┌──
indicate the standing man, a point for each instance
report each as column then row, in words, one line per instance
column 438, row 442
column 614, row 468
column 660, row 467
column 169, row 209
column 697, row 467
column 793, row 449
└──
### INSTRUCTIONS FOR THE TASK:
For this exercise, write all the records out again exactly.

### ANSWER SPACE:
indicate the standing man, a point for each instance
report each as column then row, in words, one line per instance
column 438, row 442
column 614, row 468
column 660, row 467
column 169, row 209
column 697, row 467
column 793, row 449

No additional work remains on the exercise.